* Start SELECTED PASSAGE *

The Black Tape (Review)




Firstly, I ‘d just like to say thanks to Writer/Director Ramone Menon, for allowing me early access to his directorial debut “The Black Tape”, before its official release in October. It’s part Horror, part Crime/Mystery and was shot for an estimated $50,000. The Black Tape is about Alana and Robert Wilson (played by Elina Madison and Allen Marsh), along with their three children Stephanie, Paul and Mary (Melanie Thompson, Parker Coppins and Viktoria Paje). They live in a quite neighborhood in suburbia America, but their world is turned upside down when an intruder breaks in planning to document a home murder film. The film also stars Bryan Jackson and Cassi Ellis. I contacted Ramone after I saw a teaser trailer that looked quite different. I’m a big fan of the Home Invasion sub-genre and am always on the look out for something new and unique.



Concept’s similar to The Black Tape have been covered before, but I liked that Ramone made you believe this could have been just a random tape that anyone could find. Not until the end does anyone’s name associated with the film actually pop up. As you can see on the above poster artwork, its been shot, cut, scored and sequenced by its fictitious maker and that’s an original marketing campaign so to speak. We are shown a disclaimer at the beginning telling us what we’re about to watch hasn’t been doctored in any way. From the outset I was impressed by the clarity in the dialogue. It’s made all the more impressive by the style in which the film is shot. The viewer spends most of the running time watching from the Intruders POV (point of view). They often have a camera with them while they are stalking the family, all of that footage was pretty well shot. At our core, we all have that voyeuristic nature in us. We want to know what’s behind the door or what people’s secrets are. Ramone takes that approach in The Black Tape and it offers up its fair share of eerieness and paranoia. My perception of the intent here, seemed to be to add some artistic flare to what might have otherwise been your typical home invasion caper. After seeing the film, I can’t help but think a more straight forward approach would have been the correct route.

* End SELECTED PASSAGE *

● **PROBLEMS TO SOLVE**
**1.** According to the review of The Black Tape, roughly how much did the film cost to shoot?
**2.** Pick up the review of The Black Tape right after its final sentence and keep going.
The lines after this review have nothing to do with it.

* Start DATASET EXTRACT *

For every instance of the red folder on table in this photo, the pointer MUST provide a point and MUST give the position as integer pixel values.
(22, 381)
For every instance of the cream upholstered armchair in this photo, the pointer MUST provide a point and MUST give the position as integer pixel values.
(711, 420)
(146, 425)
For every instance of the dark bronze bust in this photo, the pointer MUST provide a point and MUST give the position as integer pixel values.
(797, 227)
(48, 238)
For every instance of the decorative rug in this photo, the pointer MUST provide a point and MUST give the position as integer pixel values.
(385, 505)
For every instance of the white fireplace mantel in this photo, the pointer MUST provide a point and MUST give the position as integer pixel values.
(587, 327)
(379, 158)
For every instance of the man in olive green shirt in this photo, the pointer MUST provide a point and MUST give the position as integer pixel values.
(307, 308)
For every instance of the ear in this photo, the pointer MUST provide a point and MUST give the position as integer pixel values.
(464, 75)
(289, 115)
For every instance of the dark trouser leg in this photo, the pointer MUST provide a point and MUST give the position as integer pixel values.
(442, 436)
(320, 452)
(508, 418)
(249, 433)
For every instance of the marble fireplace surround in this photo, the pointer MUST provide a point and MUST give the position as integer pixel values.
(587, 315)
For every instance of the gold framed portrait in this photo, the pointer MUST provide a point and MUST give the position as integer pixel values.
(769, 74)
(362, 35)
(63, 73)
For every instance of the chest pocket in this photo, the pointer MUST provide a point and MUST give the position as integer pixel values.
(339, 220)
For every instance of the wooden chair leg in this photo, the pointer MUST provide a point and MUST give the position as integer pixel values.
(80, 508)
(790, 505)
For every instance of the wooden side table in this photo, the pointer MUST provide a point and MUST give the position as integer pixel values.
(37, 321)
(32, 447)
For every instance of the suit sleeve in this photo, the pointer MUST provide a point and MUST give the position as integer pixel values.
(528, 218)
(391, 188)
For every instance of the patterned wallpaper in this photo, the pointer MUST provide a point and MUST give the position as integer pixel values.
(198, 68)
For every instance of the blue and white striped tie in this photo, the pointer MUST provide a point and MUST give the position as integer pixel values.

* End DATASET EXTRACT *

● **ANSWERS TO THE EXERCISE**
**1.** An estimated $50,000.

**2.**
The problem I found, were to many comparisons between this and a favorite film of mine titled “388 Arletta Avenue”. Stylistically they’ve traveled some of this ground already and even explored comparable themes in the aforementioned. This even paralleled the game of requests played in Bryan Bertino’s second-rate “Mockingbird” released late last year. The platform for the film is a decent one, but I was hoping it would go in another direction. The orchestral part of the score felt like a classic Horror film, and it heightened the level of insecurity you would have if put in a similar situation. The performances varied from tolerable to quite good. Elina Madison features quite heavily, especially in the second half of the film and she brings a certain amount of emotion to whats otherwise, a very one-dimensional character. Marsh is okay, he does enough with what’s on paper unfortunately Stephanie, the teenage daughter who just so happens to have the most interesting character arc, doesn’t get any real memorable screen time. I liked the inclusion of a faceless figure who appears to us on the tape, holding up signs revealing what the upcoming scenes may hold. If you get a bit confused with some of the plot details just wait, all will make sense come the end. The closing scenes were a nice touch but I won’t spoil what may, or may not be a twist.


Most of the technical things I didn’t agree with in the film were due to personal preference, it wasn’t anything Ramone did or didn’t do. For example, some of the score reminded me of Patrick Doyle’s music in “Sleuth”, which is one of my favorite films (the 2007 version). It sounded nice here but there’s no real cat and mouse game going on and it ends up feeling out-of-place. Same goes for the lighting. There’s an overuse of the blue and red palette that alter the tone, making this feel surreal when it’s not supposed to be. In any other themed film those sorts of layouts would highlight it. Some of the sound effects used during an attempted shock moment, were either implemented prematurely or you couldn’t see enough of what was happening to get the context. The mystery Intruder seemed far more sinister before they decided to start conversing with The Wilson’s. Once an agenda came to the surface albeit a fluff one, the raspy whispering from a feminine sounding voice on the end of the telephone telling the family what to do, had little to no sway in creating any sense of trepidation. As the situation between the mystery intruder and the family escalates, Robert, the man of the house contemplates not doing anything to potentially save a loved one. The viewer knows that’s never going to actually happen, and Why won’t it happen? Because it’s probably never happened before and wouldn’t be plausible if it did. Our loved ones are exactly that, and for a reason. That sequence of a supposed struggle could have been done away with completely because we knew the outcome.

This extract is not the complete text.